## WORK TASK
Set down every record exactly as it appears.

TASK DATA Start Marker

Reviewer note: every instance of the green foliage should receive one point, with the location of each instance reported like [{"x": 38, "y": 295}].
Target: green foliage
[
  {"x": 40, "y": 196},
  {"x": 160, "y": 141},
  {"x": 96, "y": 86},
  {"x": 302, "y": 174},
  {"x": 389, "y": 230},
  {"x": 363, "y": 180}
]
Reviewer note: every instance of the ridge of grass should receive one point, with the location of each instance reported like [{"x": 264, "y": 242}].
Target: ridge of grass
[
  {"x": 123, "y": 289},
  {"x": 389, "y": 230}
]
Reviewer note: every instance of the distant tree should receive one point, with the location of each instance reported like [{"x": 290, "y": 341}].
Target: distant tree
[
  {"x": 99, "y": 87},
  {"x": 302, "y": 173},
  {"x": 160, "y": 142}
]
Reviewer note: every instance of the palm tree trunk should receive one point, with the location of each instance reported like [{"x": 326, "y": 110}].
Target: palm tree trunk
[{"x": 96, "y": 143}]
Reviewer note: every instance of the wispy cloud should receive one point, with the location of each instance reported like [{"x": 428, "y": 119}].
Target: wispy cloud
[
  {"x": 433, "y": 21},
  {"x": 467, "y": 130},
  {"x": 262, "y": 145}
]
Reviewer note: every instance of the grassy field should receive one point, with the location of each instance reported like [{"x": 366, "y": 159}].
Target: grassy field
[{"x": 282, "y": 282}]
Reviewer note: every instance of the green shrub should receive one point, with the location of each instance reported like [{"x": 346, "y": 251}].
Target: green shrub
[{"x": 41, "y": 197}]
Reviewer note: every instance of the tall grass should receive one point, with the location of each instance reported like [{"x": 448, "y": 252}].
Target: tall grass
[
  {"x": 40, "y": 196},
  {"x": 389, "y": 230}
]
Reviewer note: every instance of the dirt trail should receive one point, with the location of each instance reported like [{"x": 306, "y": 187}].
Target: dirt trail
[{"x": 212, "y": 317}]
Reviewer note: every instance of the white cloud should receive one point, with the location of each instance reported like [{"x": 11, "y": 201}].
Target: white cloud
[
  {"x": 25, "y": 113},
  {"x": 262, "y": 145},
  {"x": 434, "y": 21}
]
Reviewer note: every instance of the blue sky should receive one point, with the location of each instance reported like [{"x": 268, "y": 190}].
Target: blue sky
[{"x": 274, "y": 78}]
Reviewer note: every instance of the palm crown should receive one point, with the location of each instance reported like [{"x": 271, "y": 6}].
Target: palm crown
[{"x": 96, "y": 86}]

TASK DATA End Marker

## ANSWER TO THIS EXERCISE
Reviewer note: every instance of the green foliage should receive one point, with the location of each instance reported like [{"x": 38, "y": 295}].
Target: green foliage
[
  {"x": 40, "y": 196},
  {"x": 160, "y": 141},
  {"x": 96, "y": 86},
  {"x": 302, "y": 174},
  {"x": 389, "y": 230},
  {"x": 363, "y": 180}
]
Reviewer note: every instance of the ridge of grass should receive one point, with the location of each instance reported like [{"x": 264, "y": 242}].
Target: ridge of grass
[
  {"x": 123, "y": 289},
  {"x": 389, "y": 230}
]
Reviewer note: every instance of the distant tree should receive one point, with the location of each instance reported like [{"x": 290, "y": 341}].
Target: distant tree
[
  {"x": 99, "y": 87},
  {"x": 302, "y": 173},
  {"x": 160, "y": 142}
]
Reviewer note: every instance of the palm tree trunk should receive one point, with the location of each instance reported like [{"x": 326, "y": 110}].
Target: palm tree trunk
[{"x": 96, "y": 143}]
Reviewer note: every instance of the wispy cloud should receive one point, with the location of each instance reported like [{"x": 428, "y": 119}].
Target: wispy cloud
[
  {"x": 433, "y": 21},
  {"x": 467, "y": 130},
  {"x": 262, "y": 145}
]
Reviewer note: every instance of the grassy field should receive one point, with the location of each instance reported like [{"x": 366, "y": 159}].
Target: grassy field
[{"x": 282, "y": 282}]
Reviewer note: every instance of the green shrub should receive one point, with the location of each instance reported like [{"x": 346, "y": 251}].
Target: green shrub
[{"x": 41, "y": 197}]
Reviewer note: every instance of the tall grass should receive one point, with the location of each instance reported like [{"x": 448, "y": 252}].
Target: tall grass
[
  {"x": 40, "y": 196},
  {"x": 389, "y": 230}
]
Reviewer note: every instance of the dirt trail should receive one point, with the location of each instance reported like [{"x": 306, "y": 187}].
Target: dirt trail
[{"x": 212, "y": 317}]
Reviewer note: every instance of the white cloud should receive one point, with the location of each instance reported like [{"x": 11, "y": 201}].
Target: white cloud
[
  {"x": 25, "y": 113},
  {"x": 262, "y": 145},
  {"x": 434, "y": 21}
]
Reviewer note: every instance of the blue sky should receive one point, with the location of each instance reported like [{"x": 268, "y": 190}].
Target: blue sky
[{"x": 274, "y": 78}]
Reviewer note: every instance of the palm crown should receive one point, with the location of each instance reported like [{"x": 271, "y": 6}].
Target: palm crown
[{"x": 96, "y": 86}]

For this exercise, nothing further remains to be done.